* **Excerpted records**

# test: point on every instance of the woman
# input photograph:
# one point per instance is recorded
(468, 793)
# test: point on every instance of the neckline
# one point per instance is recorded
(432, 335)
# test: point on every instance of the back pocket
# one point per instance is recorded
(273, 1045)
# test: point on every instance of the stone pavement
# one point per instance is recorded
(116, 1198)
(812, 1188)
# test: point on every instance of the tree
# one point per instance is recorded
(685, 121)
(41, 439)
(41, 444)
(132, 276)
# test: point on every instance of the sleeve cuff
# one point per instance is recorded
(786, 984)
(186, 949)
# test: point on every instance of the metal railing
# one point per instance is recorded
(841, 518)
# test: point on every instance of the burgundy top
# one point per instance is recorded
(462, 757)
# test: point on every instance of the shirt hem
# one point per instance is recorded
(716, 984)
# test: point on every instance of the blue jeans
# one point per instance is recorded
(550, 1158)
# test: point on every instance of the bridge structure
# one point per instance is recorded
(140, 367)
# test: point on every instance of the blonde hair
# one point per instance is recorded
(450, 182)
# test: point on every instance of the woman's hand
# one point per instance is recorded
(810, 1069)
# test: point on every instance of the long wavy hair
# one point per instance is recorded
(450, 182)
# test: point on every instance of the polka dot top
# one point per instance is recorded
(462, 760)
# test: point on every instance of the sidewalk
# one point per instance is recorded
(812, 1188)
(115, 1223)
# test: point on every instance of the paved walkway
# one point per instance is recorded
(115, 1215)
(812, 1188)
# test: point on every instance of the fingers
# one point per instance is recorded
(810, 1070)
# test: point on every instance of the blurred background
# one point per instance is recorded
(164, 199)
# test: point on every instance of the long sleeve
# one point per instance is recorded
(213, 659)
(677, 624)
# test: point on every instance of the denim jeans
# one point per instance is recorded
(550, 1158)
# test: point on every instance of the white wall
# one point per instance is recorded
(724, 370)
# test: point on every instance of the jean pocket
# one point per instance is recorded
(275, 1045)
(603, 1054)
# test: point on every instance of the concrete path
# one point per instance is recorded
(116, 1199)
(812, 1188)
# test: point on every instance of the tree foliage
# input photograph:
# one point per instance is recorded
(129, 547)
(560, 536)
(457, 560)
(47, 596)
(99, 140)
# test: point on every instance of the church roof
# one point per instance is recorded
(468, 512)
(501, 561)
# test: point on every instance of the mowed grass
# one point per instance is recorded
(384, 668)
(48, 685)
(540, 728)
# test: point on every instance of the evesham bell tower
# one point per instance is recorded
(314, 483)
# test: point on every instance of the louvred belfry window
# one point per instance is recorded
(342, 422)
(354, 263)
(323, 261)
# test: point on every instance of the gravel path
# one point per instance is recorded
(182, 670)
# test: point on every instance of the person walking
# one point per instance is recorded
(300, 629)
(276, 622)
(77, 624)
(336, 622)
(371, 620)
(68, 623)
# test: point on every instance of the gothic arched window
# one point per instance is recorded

* **Prompt**
Transcribe all of the data above line for line, with no changes.

* **Finished task**
# test: point on every instance of the woman
# input photograph:
# one point per instance is recorded
(468, 793)
# test: point on every instance of the neckline
# one point per instance is recorded
(432, 335)
# test: point on every instance of the back pocket
# one point per instance is recorded
(273, 1045)
# test: point on every instance of the stone pavement
# one point per instance is recorded
(116, 1198)
(812, 1188)
# test: point on every instance of the tree
# one point per instance is recorded
(685, 121)
(41, 439)
(41, 444)
(132, 276)
# test: point on every instance of the sleeve cuff
# one point per instance is recorded
(786, 984)
(186, 949)
# test: point on every instance of the metal railing
# one point per instance is recorded
(841, 518)
# test: point on every instance of the burgundy top
# one point per instance is recorded
(462, 757)
# test: point on every instance of the shirt hem
# one point per instance is recorded
(716, 984)
# test: point on every instance of the blue jeans
# one point per instance is recorded
(550, 1158)
# test: point on every instance of the bridge structure
# one point per instance is recorded
(140, 367)
# test: point on every instance of the blonde hair
# one point per instance is recorded
(450, 182)
# test: point on every instance of the woman's hand
# one point per instance is recorded
(810, 1069)
# test: point on every instance of the long wavy hair
# one point per instance is recorded
(450, 182)
# test: point on every instance of the polka dot top
# one point per instance is recorded
(462, 760)
# test: point on every instance of the sidewalk
# one point per instance is recorded
(812, 1188)
(115, 1223)
# test: point on every instance of the paved walkway
# one point per instance is recorded
(115, 1215)
(812, 1188)
# test: point on every instance of the fingers
# one point per instance is recorded
(810, 1070)
# test: point on every instance of the blurred background
# one point per instance is recorded
(164, 199)
# test: point on every instance of the long sleeve
# one point per instance is recorded
(213, 659)
(677, 624)
# test: point on every instance of the denim jeans
# one point per instance is recorded
(550, 1158)
# test: point on every instance of the white wall
# one point per instance is recorded
(724, 370)
# test: point on every instance of the jean pocket
# one point per instance is recorded
(275, 1045)
(603, 1054)
# test: point on every instance of the concrete path
# one point per instance is recorded
(116, 1199)
(812, 1188)
# test: point on every instance of the tree foliage
# input photograph:
# one point per instance is recorded
(129, 547)
(560, 536)
(457, 560)
(47, 596)
(99, 140)
# test: point on every instance of the church roof
# one point per instance is recorded
(468, 512)
(501, 561)
# test: point on every instance of the mowed grass
# one point per instance is recorded
(384, 668)
(48, 685)
(540, 728)
# test: point on every instance of the evesham bell tower
# one point per instance is recorded
(314, 483)
# test: point on every instance of the louvred belfry window
# one point per instance is recorded
(342, 422)
(354, 263)
(323, 261)
# test: point on every instance of the gravel path
# one point per instance is recorded
(182, 670)
# test: point on every instance of the person walking
# one point per instance is recorded
(300, 629)
(276, 622)
(77, 624)
(336, 622)
(371, 620)
(68, 623)
# test: point on every instance of the gothic arched window
# one point per instance is recorded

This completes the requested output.